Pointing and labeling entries

— Begin —

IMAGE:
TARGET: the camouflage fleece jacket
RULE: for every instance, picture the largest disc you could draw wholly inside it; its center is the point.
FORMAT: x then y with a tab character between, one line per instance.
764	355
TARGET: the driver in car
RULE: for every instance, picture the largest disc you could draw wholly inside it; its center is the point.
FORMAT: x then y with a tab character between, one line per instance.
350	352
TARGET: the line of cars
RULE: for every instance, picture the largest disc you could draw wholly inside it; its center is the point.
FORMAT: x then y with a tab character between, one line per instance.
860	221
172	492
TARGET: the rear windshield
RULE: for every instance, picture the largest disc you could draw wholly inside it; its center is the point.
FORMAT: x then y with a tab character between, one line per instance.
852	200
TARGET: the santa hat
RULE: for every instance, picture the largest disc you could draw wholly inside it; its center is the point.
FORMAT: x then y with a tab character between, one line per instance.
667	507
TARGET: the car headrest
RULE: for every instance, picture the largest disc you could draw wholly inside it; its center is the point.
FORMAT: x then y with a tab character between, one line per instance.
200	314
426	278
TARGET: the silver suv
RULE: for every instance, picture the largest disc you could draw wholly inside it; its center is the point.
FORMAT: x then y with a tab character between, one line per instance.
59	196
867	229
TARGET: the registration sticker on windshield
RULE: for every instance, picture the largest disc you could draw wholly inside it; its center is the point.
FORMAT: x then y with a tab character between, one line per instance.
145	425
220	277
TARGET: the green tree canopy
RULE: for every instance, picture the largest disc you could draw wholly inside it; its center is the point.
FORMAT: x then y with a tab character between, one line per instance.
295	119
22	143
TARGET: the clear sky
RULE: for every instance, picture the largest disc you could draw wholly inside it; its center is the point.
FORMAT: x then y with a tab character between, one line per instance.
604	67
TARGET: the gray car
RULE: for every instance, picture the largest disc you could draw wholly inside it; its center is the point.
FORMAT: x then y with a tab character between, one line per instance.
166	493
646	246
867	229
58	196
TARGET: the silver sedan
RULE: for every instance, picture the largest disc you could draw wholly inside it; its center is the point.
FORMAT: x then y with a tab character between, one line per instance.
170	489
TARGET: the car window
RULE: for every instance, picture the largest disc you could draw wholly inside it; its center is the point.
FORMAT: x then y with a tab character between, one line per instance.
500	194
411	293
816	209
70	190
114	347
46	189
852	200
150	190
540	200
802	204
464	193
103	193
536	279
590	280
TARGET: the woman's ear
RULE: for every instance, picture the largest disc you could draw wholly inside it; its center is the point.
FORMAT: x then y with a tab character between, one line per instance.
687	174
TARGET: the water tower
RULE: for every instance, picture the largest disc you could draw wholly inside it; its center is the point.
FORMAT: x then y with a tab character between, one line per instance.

— End —

Task prompt | Repeat every entry word for word.

Exercise result |
IMAGE:
TARGET: the camouflage fleece jacket
RULE: for every instance, picture the largest disc you could draw wholly inside it; its center is the point.
FORMAT: x then y with a tab character between, one line per instance.
764	355
TARGET: the driver in car
RULE: for every instance, picture the largest disc you could draw wholly inside it; its center is the point.
FORMAT: x then y with a tab character between, one line per instance.
350	352
TARGET: the line of cars
RULE: for every instance, picture the largest disc you could draw wholly inside it; its center is the point.
FORMAT: x then y with a tab character between, one line per instance.
860	221
172	492
TARGET: the rear windshield
RULE: for every instance, picture the largest disc you could draw wholly inside it; its center is the point.
FORMAT: x then y with a tab character between, one line per instance.
852	200
TARGET: the santa hat
RULE: for every instance, picture the largest disc you could draw wholly inside it; its center is the point.
FORMAT: x then y with a tab character between, one line per instance.
667	507
TARGET: the car headrest
RULE: for every instance, picture the largest disc you could draw wholly inside it; its center is the point.
FORMAT: x then y with a tab character between, one line per instance.
200	314
426	278
TARGET: the silver suv
RULE: for every instance, picture the largest disc you could draw wholly inside it; its center is the point.
FORMAT: x then y with a tab character between, one line per instance.
59	196
867	229
TARGET: the registration sticker on windshield
RULE: for every instance, picture the largest disc you could draw wholly inside it; its center is the point.
FORMAT: x then y with a tab character between, one line per instance.
145	425
220	277
TARGET: the green tree canopy
RULE: for every instance, picture the largest disc you could draw wholly inside it; its center is the point.
FORMAT: x then y with a tab character between, one line per instance.
295	119
22	143
TARGET: the clear sky
RULE: for every instance, picture the largest disc you could draw wholly inside it; its center is the point.
FORMAT: x then y with a tab character between, one line per instance.
604	67
TARGET: the gray car
RULE: for every instance, picture the largest disc you could draw wholly inside it; its center is the point.
FORMAT: x then y with a tab character between, one line per instance.
166	493
646	246
867	229
58	196
TARGET: the silver sedan
RULE: for every instance, picture the largest disc you could draw wholly inside it; its center is the point.
FORMAT: x then y with a tab character between, one line per instance.
170	489
TARGET: the car window
RULE: for every instance, picture the largest disc you could draw wholly inside it; its center is the point.
FORMAT: x then y with a tab character between, one line per instance.
500	194
411	293
816	209
70	190
114	347
46	189
852	200
150	190
540	200
802	204
464	193
103	193
536	279
590	280
TARGET: the woman's ear
RULE: for every instance, picture the largest disc you could draw wholly inside it; its center is the point.
FORMAT: x then y with a tab character between, one line per instance.
687	174
TARGET: the water tower
RULE: for every instance, picture the largest disc you could draw wholly inside it; its center is the point.
FORMAT: x then y with a tab character between, one line per instance.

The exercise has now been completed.